** START OF Data for processing **

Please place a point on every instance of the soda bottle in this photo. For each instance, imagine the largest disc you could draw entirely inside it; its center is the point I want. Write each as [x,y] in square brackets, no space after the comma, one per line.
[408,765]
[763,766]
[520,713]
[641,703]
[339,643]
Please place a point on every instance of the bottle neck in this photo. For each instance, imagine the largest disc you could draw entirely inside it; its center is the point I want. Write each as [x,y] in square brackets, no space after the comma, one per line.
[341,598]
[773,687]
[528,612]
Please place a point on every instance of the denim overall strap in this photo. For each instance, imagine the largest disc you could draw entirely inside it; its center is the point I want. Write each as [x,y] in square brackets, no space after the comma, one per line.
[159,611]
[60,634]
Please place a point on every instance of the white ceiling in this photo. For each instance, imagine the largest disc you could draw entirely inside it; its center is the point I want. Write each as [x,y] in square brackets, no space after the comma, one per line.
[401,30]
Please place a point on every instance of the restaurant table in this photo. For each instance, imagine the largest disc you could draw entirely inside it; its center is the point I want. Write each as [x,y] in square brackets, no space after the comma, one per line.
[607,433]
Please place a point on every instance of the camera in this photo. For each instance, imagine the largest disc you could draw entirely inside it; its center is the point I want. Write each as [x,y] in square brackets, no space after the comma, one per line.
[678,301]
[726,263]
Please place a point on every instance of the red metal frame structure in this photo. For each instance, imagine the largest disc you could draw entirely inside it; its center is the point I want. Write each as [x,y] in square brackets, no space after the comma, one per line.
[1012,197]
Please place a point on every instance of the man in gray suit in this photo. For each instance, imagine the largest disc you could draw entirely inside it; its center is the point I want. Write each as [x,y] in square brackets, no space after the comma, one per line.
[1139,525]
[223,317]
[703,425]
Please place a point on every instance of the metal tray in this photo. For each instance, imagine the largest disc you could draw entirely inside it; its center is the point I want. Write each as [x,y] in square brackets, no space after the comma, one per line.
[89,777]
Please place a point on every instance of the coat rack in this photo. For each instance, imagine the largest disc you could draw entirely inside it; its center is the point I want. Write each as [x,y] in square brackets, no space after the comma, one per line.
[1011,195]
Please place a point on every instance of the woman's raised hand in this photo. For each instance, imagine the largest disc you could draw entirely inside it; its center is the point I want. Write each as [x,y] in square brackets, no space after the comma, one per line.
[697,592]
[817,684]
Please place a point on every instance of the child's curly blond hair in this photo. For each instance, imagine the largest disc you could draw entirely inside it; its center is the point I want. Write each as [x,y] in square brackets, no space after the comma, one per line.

** END OF Data for processing **

__What you should do__
Extract the full listing above without altering anything.

__Solution for this task__
Please place a point on every instance of the soda bottle in this photo. For each instance, imagine the largest disc you could draw entirely inside it; its center is the point I want. Write each as [x,y] in square brackets, no space after the comma, one per line.
[408,765]
[763,766]
[520,713]
[641,703]
[339,643]
Please place a point on every instance of the bottle neck in this photo. For each instance, imagine the largest disc you could draw entirely inside it; its center is the point I want. Write each as [x,y] in square brackets, no space after the comma, one per line.
[341,598]
[773,687]
[528,612]
Please place a point on every instance of the denim overall strap in this photo. For each instance, imagine the largest disc you could draw entirely inside it; its center is the point I want. Write each as [x,y] in square brackets, no space after the comma, one per line.
[159,611]
[60,634]
Please place a point on every instance of the white ceiling in this photo. For each instance, imagine the largest disc you could draw entirely inside it; its center is the point I want. Write each as [x,y] in square brackets, no space after the comma, one per line.
[401,30]
Please place a point on every instance of the restaurant table in this photo. For each instance, imagine the largest disc you could draw entirely inside it; its center is the point I want. Write each as [x,y] in square brackets, no space after the comma, one per line.
[607,433]
Please place a point on every instance of the camera in this photo. For each instance, imagine the largest disc you could draw entirely inside it; its center is the point I want. Write each as [x,y] in square brackets, no space after the comma, one per line.
[678,301]
[726,263]
Please place a point on every instance of the red metal frame structure in this photo. For each instance, imagine the largest disc you could draw entirely inside it; its center is the point I want. Write each as [x,y] in square brackets, no space after the comma, one per line.
[1012,197]
Please place a point on every instance of the man in gray suit in this photo. For each instance, imagine the largest disc you could draw entirely inside it; its center is the point I want. Write each as [x,y] in square brackets, no space after the comma, one per line.
[1139,525]
[223,317]
[703,425]
Please place a point on every instance of the metal tray in this photo. For each instance, imagine the largest disc you could draw entirely inside it; its center is the point I want. Write each as [x,y] in square brackets, no space after the comma, one per line.
[89,777]
Please place a point on every instance of the coat rack in this photo. For each instance, imagine the largest disc you could draw entirely inside it; its center is the point I want. Write each as [x,y] in square brackets, no space after the comma, one per line.
[1011,195]
Please place a point on every instance of the woman's raised hand in this photo. For each instance, imagine the largest disc you could draw entirely inside it; its center is the point I want. Write each as [x,y] in square brackets, no space after the comma, one per line.
[697,592]
[817,684]
Please place a point on every instance of the child's curly blond hair in this photo. For each instance, imagine the largest disc you could draw entirely inside it; its center is the point I want. Write each as [x,y] in square brackets, no space after the comma, one per line.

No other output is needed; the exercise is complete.